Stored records

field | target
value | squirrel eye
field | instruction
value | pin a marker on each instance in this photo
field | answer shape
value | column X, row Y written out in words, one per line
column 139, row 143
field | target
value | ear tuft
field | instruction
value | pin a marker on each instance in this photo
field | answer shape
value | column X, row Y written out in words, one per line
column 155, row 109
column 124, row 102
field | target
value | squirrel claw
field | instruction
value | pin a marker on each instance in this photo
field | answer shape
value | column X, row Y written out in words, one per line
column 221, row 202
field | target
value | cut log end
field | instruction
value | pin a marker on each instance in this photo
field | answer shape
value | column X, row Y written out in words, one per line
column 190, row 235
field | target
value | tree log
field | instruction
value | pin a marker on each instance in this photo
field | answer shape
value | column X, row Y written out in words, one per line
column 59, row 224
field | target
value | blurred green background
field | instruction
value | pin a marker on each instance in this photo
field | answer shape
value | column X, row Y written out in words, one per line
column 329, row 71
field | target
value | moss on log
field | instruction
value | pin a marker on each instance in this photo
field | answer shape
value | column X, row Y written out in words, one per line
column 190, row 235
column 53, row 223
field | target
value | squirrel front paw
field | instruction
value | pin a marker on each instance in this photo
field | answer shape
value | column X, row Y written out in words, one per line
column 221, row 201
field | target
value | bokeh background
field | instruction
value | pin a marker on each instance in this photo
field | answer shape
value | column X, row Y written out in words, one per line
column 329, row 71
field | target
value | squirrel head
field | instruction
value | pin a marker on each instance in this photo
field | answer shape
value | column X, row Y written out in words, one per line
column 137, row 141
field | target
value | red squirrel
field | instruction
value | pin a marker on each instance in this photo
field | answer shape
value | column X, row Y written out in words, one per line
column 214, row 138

» EXERCISE INSTRUCTIONS
Take the lines above from the one containing "value | cut log end" down to the one containing "value | blurred green background", and transcribe them exactly, both ends included.

» SOLUTION TO THIS TASK
value | cut log end
field | instruction
value | pin a marker on each instance in this photo
field | answer shape
value | column X, row Y written out in words, one per line
column 190, row 235
field | target
value | tree log
field | instruction
value | pin a marker on each instance in this photo
field | answer shape
value | column X, row Y written out in words, one per line
column 59, row 224
field | target
value | blurred green background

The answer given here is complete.